● **THE REQUEST**
Copy the data verbatim from the start through the line containing "755, 0, 1422, 438", including both ends.

## Start

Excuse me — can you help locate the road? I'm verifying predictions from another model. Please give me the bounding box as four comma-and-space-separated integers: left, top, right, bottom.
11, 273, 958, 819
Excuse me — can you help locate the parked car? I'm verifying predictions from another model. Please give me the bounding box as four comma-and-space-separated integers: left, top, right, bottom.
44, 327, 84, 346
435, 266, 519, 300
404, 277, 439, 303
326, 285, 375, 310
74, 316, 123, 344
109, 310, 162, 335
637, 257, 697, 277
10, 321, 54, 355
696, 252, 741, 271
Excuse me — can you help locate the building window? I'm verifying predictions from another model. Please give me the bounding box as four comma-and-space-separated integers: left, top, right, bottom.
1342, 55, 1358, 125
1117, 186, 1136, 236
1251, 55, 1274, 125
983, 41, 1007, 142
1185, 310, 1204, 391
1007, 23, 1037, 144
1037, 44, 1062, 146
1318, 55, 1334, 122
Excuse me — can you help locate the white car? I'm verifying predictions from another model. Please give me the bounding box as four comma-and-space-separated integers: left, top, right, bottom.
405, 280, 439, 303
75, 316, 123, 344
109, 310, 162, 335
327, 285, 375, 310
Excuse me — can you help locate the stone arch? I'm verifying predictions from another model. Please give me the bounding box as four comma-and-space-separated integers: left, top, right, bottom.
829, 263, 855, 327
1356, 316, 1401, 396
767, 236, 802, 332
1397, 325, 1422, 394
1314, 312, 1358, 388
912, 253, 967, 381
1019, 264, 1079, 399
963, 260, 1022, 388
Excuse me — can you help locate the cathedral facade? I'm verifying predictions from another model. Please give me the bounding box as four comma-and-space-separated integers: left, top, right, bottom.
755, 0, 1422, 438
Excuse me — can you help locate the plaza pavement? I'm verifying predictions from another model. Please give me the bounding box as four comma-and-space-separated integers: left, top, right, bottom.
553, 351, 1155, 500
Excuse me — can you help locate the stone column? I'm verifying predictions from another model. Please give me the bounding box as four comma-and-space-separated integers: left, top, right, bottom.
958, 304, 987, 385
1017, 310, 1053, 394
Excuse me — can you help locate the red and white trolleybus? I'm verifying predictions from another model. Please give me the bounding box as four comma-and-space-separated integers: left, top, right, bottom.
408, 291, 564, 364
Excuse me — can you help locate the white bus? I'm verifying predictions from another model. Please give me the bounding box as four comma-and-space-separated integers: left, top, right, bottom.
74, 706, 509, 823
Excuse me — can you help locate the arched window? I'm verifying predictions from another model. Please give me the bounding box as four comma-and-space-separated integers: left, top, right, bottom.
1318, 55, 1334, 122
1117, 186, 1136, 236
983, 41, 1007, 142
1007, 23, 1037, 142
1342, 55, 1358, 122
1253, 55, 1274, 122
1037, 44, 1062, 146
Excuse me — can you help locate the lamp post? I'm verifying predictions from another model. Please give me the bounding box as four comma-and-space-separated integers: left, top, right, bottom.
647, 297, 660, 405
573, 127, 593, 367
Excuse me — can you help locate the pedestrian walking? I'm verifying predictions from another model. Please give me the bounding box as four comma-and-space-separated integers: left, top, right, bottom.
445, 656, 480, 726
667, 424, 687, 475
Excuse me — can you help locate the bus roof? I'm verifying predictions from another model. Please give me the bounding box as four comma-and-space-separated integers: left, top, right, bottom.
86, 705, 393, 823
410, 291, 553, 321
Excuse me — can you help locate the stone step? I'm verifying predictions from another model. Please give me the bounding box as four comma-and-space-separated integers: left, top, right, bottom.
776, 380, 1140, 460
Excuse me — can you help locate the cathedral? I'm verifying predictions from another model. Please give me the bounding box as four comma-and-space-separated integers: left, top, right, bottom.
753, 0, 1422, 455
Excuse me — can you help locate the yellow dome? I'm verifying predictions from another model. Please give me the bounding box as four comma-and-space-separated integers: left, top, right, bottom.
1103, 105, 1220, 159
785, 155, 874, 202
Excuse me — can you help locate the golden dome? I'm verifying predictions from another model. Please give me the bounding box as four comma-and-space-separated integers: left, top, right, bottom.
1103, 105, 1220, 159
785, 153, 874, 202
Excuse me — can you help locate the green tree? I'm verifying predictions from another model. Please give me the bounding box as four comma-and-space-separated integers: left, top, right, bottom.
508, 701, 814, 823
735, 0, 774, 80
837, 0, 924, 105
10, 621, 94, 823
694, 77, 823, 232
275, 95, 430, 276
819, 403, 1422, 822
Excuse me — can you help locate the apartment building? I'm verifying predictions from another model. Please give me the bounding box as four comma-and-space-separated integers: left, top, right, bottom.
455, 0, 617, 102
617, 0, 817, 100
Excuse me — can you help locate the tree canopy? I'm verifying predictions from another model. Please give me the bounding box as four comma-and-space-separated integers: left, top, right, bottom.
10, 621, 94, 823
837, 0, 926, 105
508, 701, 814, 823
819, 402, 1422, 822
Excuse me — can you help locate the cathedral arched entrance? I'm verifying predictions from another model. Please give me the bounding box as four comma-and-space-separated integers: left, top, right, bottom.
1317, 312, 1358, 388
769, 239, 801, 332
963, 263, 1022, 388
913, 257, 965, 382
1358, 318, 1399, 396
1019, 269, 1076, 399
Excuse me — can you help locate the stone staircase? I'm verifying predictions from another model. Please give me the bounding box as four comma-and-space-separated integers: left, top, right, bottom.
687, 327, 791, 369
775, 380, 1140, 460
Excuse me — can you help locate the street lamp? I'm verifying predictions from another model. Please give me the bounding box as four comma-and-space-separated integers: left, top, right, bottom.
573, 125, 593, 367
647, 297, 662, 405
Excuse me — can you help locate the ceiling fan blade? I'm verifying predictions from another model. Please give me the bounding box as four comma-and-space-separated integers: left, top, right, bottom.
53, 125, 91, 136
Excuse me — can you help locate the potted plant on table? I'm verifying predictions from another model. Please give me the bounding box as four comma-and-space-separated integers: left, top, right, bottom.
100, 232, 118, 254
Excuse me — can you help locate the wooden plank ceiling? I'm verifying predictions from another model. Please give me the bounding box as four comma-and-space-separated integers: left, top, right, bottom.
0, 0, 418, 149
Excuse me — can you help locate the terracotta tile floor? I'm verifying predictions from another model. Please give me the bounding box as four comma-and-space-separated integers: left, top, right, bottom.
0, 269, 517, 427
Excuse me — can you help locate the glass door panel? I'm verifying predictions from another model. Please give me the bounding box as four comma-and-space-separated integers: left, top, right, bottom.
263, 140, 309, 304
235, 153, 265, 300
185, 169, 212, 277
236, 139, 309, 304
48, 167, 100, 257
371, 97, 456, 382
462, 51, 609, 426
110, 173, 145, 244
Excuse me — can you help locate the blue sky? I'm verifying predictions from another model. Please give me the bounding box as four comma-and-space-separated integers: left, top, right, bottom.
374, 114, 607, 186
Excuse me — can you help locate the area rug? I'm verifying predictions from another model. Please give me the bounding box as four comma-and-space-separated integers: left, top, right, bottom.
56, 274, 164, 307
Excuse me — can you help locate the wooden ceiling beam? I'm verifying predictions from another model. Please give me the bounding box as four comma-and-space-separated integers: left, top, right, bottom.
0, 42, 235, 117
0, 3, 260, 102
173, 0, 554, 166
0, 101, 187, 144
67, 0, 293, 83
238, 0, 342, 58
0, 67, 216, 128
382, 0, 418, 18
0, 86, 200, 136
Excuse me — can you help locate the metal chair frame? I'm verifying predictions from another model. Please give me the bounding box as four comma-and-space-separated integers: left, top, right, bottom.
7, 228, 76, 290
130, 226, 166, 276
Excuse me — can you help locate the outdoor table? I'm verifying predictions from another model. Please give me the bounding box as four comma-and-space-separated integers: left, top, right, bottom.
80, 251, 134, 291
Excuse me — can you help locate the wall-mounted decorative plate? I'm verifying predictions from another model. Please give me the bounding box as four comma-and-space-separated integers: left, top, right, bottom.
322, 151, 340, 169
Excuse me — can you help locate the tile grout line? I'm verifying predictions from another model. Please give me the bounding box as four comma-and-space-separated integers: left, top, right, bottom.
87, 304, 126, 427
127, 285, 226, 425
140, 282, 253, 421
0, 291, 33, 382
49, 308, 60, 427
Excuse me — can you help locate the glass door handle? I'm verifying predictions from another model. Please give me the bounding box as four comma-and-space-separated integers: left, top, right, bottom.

## End

● **WRITTEN ANSWER**
Excuse me — can you help locate the road? I'm verifying predictions from another model. Please give me the bounding box as four comma-and-space-separated integers: left, top, right, bottom.
11, 273, 958, 819
Excuse me — can you help locate the parked car? I'm verifying predictions from another model. Please give me the bounding box as four comma-and-space-separated integers: left, top, right, bottom.
44, 327, 84, 346
435, 266, 519, 300
404, 277, 439, 303
326, 285, 375, 310
74, 316, 123, 344
109, 310, 162, 335
637, 257, 697, 277
10, 321, 54, 355
696, 252, 741, 271
Excuse me — can you help locate the building window? I'm verifying predictions from another model. Please give me the bounding box as four comma-and-space-separated integers: left, top, right, bottom.
1342, 55, 1358, 125
1117, 186, 1136, 236
1251, 55, 1274, 125
983, 41, 1007, 142
1185, 310, 1204, 391
1007, 23, 1037, 144
1037, 44, 1062, 146
1318, 55, 1334, 122
Excuse me — can you help locate the white car? I'm verifying predictions from another model. Please give me the bounding box as four comma-and-space-separated integers: left, top, right, bottom.
405, 280, 439, 303
75, 316, 123, 344
109, 310, 162, 335
327, 285, 375, 310
Excuse me — can you help locate the stone arch? I'm verifying predictions from another model. Please give me the bounding box as four comma-and-space-separated integers: left, top, right, bottom.
829, 263, 855, 327
1356, 316, 1401, 396
767, 236, 802, 332
1397, 325, 1422, 394
1314, 312, 1358, 388
912, 253, 967, 381
1019, 264, 1079, 399
963, 260, 1022, 388
Excuse me — can you help locate the cathedral facade? I'm verifying predictions from another model. Please give me the bounding box as four comma-and-space-separated integers: left, top, right, bottom.
755, 0, 1422, 438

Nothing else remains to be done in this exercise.